- Opening Delimiter -

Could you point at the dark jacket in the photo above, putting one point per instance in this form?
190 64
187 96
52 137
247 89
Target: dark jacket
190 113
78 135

- Closing Delimiter -

Problem to work on:
Extract every entry above as it appears.

Exercise result:
Could you point at the dark jacket in the photo above, putting one point per instance in this form?
190 64
187 96
52 137
247 89
Target: dark jacket
190 113
78 135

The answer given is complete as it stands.